**WHAT IS REQUIRED:** Print out all of the data below, keeping it identical to the original.

Collected data
::::::

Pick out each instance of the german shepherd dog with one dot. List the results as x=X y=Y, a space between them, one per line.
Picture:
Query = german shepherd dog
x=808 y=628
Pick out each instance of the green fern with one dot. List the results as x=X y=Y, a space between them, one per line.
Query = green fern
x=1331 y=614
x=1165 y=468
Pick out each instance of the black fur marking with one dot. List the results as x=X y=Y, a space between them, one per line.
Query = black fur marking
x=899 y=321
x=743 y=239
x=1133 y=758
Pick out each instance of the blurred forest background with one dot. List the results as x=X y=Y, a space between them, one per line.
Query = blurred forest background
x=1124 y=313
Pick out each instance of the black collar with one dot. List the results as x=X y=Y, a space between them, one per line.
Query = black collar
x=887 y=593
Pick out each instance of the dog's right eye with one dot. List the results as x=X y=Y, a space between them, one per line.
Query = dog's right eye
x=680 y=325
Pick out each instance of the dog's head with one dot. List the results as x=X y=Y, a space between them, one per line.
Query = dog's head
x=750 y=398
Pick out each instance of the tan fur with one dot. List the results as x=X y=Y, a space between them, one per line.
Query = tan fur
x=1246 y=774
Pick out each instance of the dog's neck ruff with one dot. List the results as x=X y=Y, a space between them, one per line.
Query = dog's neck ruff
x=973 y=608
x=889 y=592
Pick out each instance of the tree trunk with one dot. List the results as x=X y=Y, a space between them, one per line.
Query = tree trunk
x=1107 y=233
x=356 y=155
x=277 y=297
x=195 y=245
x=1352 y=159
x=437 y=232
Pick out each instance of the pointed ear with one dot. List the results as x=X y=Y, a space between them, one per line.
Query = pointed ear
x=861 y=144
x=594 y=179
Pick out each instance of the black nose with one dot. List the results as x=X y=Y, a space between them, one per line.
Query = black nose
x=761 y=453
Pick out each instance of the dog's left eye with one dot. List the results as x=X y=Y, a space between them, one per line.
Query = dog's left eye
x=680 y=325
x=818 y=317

::::::

**SOLUTION FOR THIS TASK:**
Pick out each instance of the german shepherd dog with one dot. List the results as x=X y=Y, a space between them, one per line.
Picture:
Query = german shepherd dog
x=808 y=628
Pick out each instance of the green fern with one dot. List the results as x=X y=Y, a space between them, one per line.
Query = green fern
x=1331 y=614
x=1165 y=468
Pick out each instance of the black fur marking with one dot. List the results as x=X y=Y, a space between them, one per line.
Query = black fur marking
x=899 y=321
x=743 y=239
x=1133 y=758
Pick out each instance of the blurred forest background with one dot. List the results as x=X y=Y, a space between them, one per line.
Query = blurred forest background
x=1124 y=313
Pick out each instance of the black collar with one dot. List the results as x=X y=Y, a space between them, one per line.
Query = black collar
x=887 y=593
Pick out each instance of the dog's right eye with one dot. List the results as x=X y=Y, a space between them, one per line.
Query = dog's right eye
x=680 y=325
Pick out each instance of the dog's head with one dot. List the results as x=X y=Y, a space between them, one per line.
Query = dog's head
x=750 y=398
Pick out each instance of the tan fur with one dot. List the results as x=X y=Y, a space between them, one per line.
Query = tan fur
x=1246 y=774
Pick out each instance of the dog's neck ruff with one dot. List the results as x=X y=Y, a space between them, one per line.
Query = dog's neck ruff
x=973 y=608
x=889 y=592
Pick out each instance of the tree trunk with one dot. List the results as x=X y=Y, a space between them, one per line.
Query = tree trunk
x=1107 y=233
x=356 y=155
x=277 y=297
x=195 y=245
x=1352 y=159
x=437 y=232
Pick out each instance of the pointed ear with one dot. List the results as x=X y=Y, a space between them, one per line.
Query = pointed ear
x=861 y=144
x=594 y=179
Pick out each instance of the black nose with one dot. List the results as x=X y=Y, a space between them, one per line.
Query = black nose
x=761 y=453
Pick out each instance of the dog's left eye with one dot. List the results as x=X y=Y, a space between them, one per line.
Query = dog's left eye
x=680 y=325
x=818 y=317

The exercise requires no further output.